__Directive__. Arrange every line of the items below as a Markdown table with the columns "No." and "Text", numbering the rows in order and leaving out blank lines and the pictures.

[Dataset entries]
-- Start --

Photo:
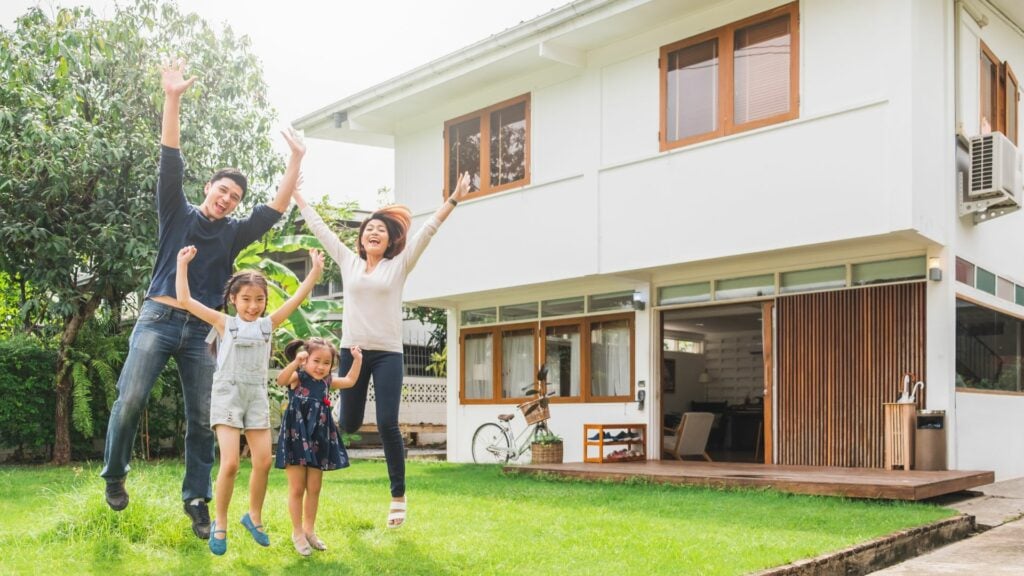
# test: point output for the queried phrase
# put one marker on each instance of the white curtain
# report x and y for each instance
(562, 354)
(479, 359)
(609, 359)
(517, 363)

-- End --

__Correct result__.
| No. | Text |
|---|---|
| 1 | Photo: |
| 2 | # test: point output for the queried phrase |
| 3 | # put one marker on each instance of the white curtain |
| 4 | # report x and y for each instance |
| 5 | (562, 354) |
| 6 | (479, 359) |
| 7 | (609, 359) |
| 8 | (517, 363) |